● Task data
════════

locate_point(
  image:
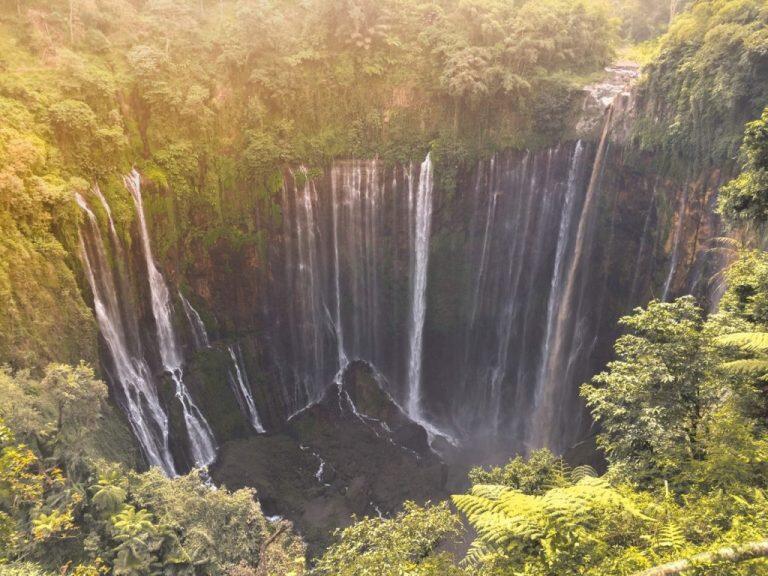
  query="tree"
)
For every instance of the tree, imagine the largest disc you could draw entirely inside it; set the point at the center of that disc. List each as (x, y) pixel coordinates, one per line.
(650, 400)
(745, 199)
(58, 411)
(405, 544)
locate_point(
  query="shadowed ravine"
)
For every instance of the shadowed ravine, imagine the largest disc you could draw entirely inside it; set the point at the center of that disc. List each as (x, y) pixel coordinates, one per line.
(479, 309)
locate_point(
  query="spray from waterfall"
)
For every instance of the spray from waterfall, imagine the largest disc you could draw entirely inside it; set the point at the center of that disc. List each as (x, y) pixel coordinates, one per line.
(202, 443)
(422, 228)
(196, 324)
(131, 373)
(556, 296)
(676, 241)
(242, 388)
(565, 336)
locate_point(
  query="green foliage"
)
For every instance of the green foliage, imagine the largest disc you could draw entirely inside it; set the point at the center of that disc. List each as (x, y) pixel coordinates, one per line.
(540, 472)
(707, 79)
(404, 544)
(131, 523)
(64, 414)
(746, 197)
(550, 533)
(650, 400)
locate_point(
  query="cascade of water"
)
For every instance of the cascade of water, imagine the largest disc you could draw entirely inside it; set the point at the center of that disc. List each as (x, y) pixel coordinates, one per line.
(676, 241)
(423, 223)
(196, 324)
(131, 373)
(338, 326)
(242, 388)
(556, 286)
(202, 443)
(309, 288)
(485, 251)
(641, 251)
(509, 291)
(566, 328)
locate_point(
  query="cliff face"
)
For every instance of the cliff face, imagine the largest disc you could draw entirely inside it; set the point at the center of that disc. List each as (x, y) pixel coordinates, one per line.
(482, 305)
(533, 257)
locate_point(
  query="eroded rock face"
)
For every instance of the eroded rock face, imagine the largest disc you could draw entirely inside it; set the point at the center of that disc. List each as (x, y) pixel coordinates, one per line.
(345, 455)
(617, 82)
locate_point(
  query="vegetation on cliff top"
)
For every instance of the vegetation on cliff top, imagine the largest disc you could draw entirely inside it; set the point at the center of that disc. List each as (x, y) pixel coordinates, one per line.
(210, 99)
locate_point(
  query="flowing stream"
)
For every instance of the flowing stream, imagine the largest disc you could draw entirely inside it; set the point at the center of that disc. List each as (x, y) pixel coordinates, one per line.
(201, 440)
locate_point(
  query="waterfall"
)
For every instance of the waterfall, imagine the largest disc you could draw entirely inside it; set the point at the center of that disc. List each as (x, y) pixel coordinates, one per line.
(676, 241)
(642, 250)
(556, 296)
(422, 227)
(131, 374)
(196, 324)
(202, 443)
(242, 388)
(338, 326)
(567, 332)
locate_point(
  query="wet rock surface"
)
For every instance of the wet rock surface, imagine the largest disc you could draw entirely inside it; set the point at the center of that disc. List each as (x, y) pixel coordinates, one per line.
(353, 453)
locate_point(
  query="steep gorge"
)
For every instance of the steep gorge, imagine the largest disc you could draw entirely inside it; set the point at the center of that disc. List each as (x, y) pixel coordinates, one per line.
(482, 306)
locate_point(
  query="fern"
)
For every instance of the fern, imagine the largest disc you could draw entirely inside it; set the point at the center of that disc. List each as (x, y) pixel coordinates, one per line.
(670, 537)
(753, 342)
(583, 471)
(747, 367)
(507, 520)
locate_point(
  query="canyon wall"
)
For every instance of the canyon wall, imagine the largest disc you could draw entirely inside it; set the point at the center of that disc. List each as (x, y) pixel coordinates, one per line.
(482, 305)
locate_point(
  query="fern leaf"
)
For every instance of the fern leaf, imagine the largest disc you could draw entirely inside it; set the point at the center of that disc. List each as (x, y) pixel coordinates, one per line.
(748, 367)
(755, 342)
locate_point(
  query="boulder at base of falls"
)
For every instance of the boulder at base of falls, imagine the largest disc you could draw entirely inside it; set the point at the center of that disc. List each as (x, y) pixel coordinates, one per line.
(352, 453)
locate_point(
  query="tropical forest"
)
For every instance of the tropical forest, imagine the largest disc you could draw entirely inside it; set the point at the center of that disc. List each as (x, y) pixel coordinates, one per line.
(384, 287)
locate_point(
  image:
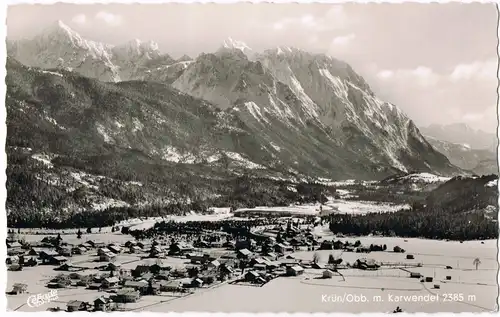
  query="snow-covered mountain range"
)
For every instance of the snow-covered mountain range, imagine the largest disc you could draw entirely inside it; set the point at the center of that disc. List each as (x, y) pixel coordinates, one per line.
(461, 133)
(283, 109)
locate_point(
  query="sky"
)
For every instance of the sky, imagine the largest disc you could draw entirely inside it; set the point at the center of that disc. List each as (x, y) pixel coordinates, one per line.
(437, 62)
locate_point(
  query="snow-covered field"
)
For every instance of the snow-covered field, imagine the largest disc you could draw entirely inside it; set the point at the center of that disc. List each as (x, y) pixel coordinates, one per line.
(333, 205)
(478, 288)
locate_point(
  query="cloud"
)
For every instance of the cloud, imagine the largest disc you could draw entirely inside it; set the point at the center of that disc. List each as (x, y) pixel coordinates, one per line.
(480, 116)
(385, 74)
(424, 76)
(334, 19)
(428, 96)
(79, 19)
(479, 70)
(109, 18)
(343, 40)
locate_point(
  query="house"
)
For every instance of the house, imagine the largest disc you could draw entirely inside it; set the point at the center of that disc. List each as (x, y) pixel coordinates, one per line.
(14, 245)
(171, 286)
(103, 304)
(162, 275)
(31, 261)
(78, 250)
(64, 267)
(260, 267)
(201, 259)
(227, 269)
(415, 275)
(271, 255)
(281, 248)
(115, 248)
(130, 243)
(273, 265)
(15, 267)
(196, 282)
(110, 282)
(94, 286)
(65, 251)
(112, 267)
(34, 251)
(76, 305)
(255, 261)
(317, 266)
(245, 244)
(366, 264)
(159, 266)
(156, 251)
(140, 270)
(216, 244)
(180, 248)
(58, 260)
(19, 288)
(244, 254)
(152, 289)
(214, 264)
(60, 281)
(328, 273)
(126, 295)
(102, 251)
(135, 249)
(251, 276)
(12, 259)
(136, 285)
(107, 257)
(47, 255)
(294, 270)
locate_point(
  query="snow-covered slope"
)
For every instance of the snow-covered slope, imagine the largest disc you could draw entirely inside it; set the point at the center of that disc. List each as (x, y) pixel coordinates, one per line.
(285, 108)
(481, 162)
(288, 89)
(58, 46)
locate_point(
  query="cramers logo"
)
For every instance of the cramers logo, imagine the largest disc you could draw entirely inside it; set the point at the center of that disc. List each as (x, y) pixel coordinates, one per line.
(41, 299)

════════

Please transcribe the material above exactly as written. Leave the pictures out.

locate_point(
  image:
  query="tree"
)
For every instance of the tree, imagine the largest disc you could draw entirely inside it; set the point at the center of that disc. List each as (x, y) pixel coordinates, one per line.
(650, 400)
(745, 199)
(58, 411)
(405, 544)
locate_point(
  query="shadowed ravine"
)
For every instance of the shadowed ravine, imagine the largest disc you could draw entirely inside it; set the point at the center of that disc. List each as (x, y) pixel coordinates, one per line.
(479, 309)
locate_point(
  query="spray from waterfall"
)
For every instance of the spray from waterfall, imagine the largest disc you could draw entirely inside it; set the point at the center of that disc. List each as (x, y) pixel coordinates, one per line.
(202, 443)
(422, 228)
(196, 324)
(131, 373)
(556, 296)
(676, 241)
(242, 388)
(565, 336)
locate_point(
  query="green foliage"
)
For every instance of the green foliage, imagine the largest disc you could draw entirely inside it; set the point at the center of that disc. List each as (x, y) pixel coordinates, one per line.
(540, 472)
(707, 79)
(404, 544)
(131, 523)
(64, 414)
(746, 197)
(550, 533)
(650, 400)
locate_point(
  query="cascade of water"
)
For every instance of the cascade of water, imagine the largest disc you could draw entirely inside it; set the point at the center of that disc. List each as (x, y) pixel coordinates, one per line.
(676, 241)
(423, 223)
(196, 324)
(131, 373)
(338, 326)
(242, 388)
(556, 286)
(202, 443)
(309, 288)
(485, 251)
(641, 251)
(509, 291)
(566, 328)
locate_point(
  query="cliff face"
)
For every instance of the cliff face, imagine the largest disc you could draw entirely inside it; set the point at the center of that disc. List each as (x, y) pixel coordinates, one per line.
(482, 305)
(533, 257)
locate_point(
  query="eroded rock face"
)
For every instance of the eroded rock face, imagine the largest disc you could draw entirely inside it; set the point at the center of that disc. List each as (x, y) pixel coordinates, one per line.
(345, 455)
(617, 82)
locate_point(
  query="vegetation on cliff top"
)
For every instance of the vegetation on cliff top, imagine the largest disc you could draw entirely inside it; set the point at the center of that disc. List each as (x, y) pixel coordinates, one per line.
(210, 99)
locate_point(
  query="flowing stream"
)
For every instance of the flowing stream, imagine the largest disc you could draw entirely inside it; set the point at the center of that disc. List each as (x, y) pixel coordinates, one per line.
(201, 440)
locate_point(
  query="waterfall"
)
For every instance of the waterfall, imagine the largest disc you could draw entirely inside it; set the point at the center of that disc. List each as (x, y) pixel coordinates, one per line.
(676, 241)
(642, 250)
(556, 296)
(422, 227)
(131, 374)
(196, 324)
(202, 443)
(242, 388)
(338, 326)
(567, 332)
locate_point(
  query="wet rock surface"
)
For every instance of the wet rock surface, imagine the largest disc you could draw entirely inside it; set the point at the center of that disc. List each as (x, y) pixel coordinates, one per line.
(353, 453)
locate_point(
  query="steep gorge"
)
For every instance of the steep gorge, imagine the largest disc you could draw entirely inside it; set the point at the center of that disc. List each as (x, y) pixel coordinates, one per line.
(482, 306)
locate_point(
  query="fern"
)
For every instance of the fern, imagine the largest disc you could draw entirely inside it; set the point at the center of that disc. List each as (x, y) pixel coordinates, one per line.
(670, 537)
(753, 342)
(583, 471)
(747, 367)
(507, 520)
locate_point(
  query="canyon wall"
)
For every instance of the canyon wall, imagine the largest disc you could draw entirely inside it; set the point at the center of that disc. List each as (x, y) pixel coordinates, one per line.
(482, 305)
locate_point(
  query="fern leaf"
)
For every instance of the fern leaf, imagine the largest disc you could draw entirely inside it; set the point at the center of that disc. List each as (x, y) pixel coordinates, one per line.
(748, 367)
(755, 342)
locate_point(
  query="boulder at base of falls"
)
For every instance of the boulder at base of falls, imagine the largest disc you could draw entirely inside it; set the point at the center of that disc. List each as (x, y) pixel coordinates, one per line.
(352, 453)
locate_point(
  query="tropical forest"
)
For every instance of the tropical forest, imagine the largest disc you could draw entirely inside it; set the point at the center of that disc. List each as (x, y) pixel coordinates, one per line.
(384, 287)
locate_point(
  image:
  query="snow-covered mountain range"
)
For every instance of the snow-covered mountain range, imagine the largest disc you could draw entirely inside it; set the point at the center of that disc. List each as (x, y) pixel coordinates, one per line.
(461, 133)
(283, 109)
locate_point(
  query="sky"
)
For every instance of the sky, imagine the largest disc you could draw entirely inside it; set the point at the center of that disc. List each as (x, y) pixel coordinates, one per line.
(437, 62)
locate_point(
  query="snow-covered field"
)
For every instance of the snow-covered field, imagine the largest disc you could draw entirely inside it; set the point at the center of that disc. List each as (x, y) pixel coordinates, one per line.
(333, 205)
(478, 288)
locate_point(
  query="cloud"
)
For every instance of the cloud, imagine the largest disc you could draw entirely inside it; set the point at the center of that disc. List each as (x, y) pixel coordinates, one per line.
(480, 116)
(385, 74)
(424, 76)
(334, 19)
(428, 96)
(79, 19)
(479, 70)
(109, 18)
(343, 40)
locate_point(
  query="house"
)
For every instance of the house, imagine the largest disc you could draw entirely inside it; set the point at the center of that disc. List each as (x, y) pixel coordinates, one per line.
(14, 245)
(171, 286)
(103, 304)
(162, 275)
(31, 261)
(78, 250)
(64, 267)
(260, 267)
(201, 259)
(227, 269)
(415, 275)
(271, 255)
(281, 248)
(115, 248)
(130, 243)
(273, 265)
(15, 267)
(196, 282)
(110, 282)
(94, 286)
(65, 251)
(112, 267)
(34, 251)
(76, 305)
(255, 261)
(317, 266)
(245, 244)
(366, 264)
(159, 266)
(156, 251)
(140, 270)
(216, 244)
(180, 248)
(58, 260)
(19, 288)
(244, 254)
(152, 289)
(214, 264)
(60, 281)
(328, 273)
(126, 295)
(102, 251)
(135, 249)
(251, 276)
(12, 259)
(136, 285)
(107, 257)
(47, 255)
(294, 270)
locate_point(
  query="snow-covered slope"
)
For every instance of the snow-covered slope, imagine the largest disc you could draw entirely inside it; set the point at the center of that disc. List each as (x, y) pixel coordinates, one per line.
(285, 108)
(481, 162)
(288, 89)
(58, 46)
locate_point(
  query="cramers logo"
)
For every instance of the cramers logo, imagine the largest disc you could draw entirely inside it; set the point at the center of that disc. List each as (x, y) pixel coordinates, one per line.
(41, 299)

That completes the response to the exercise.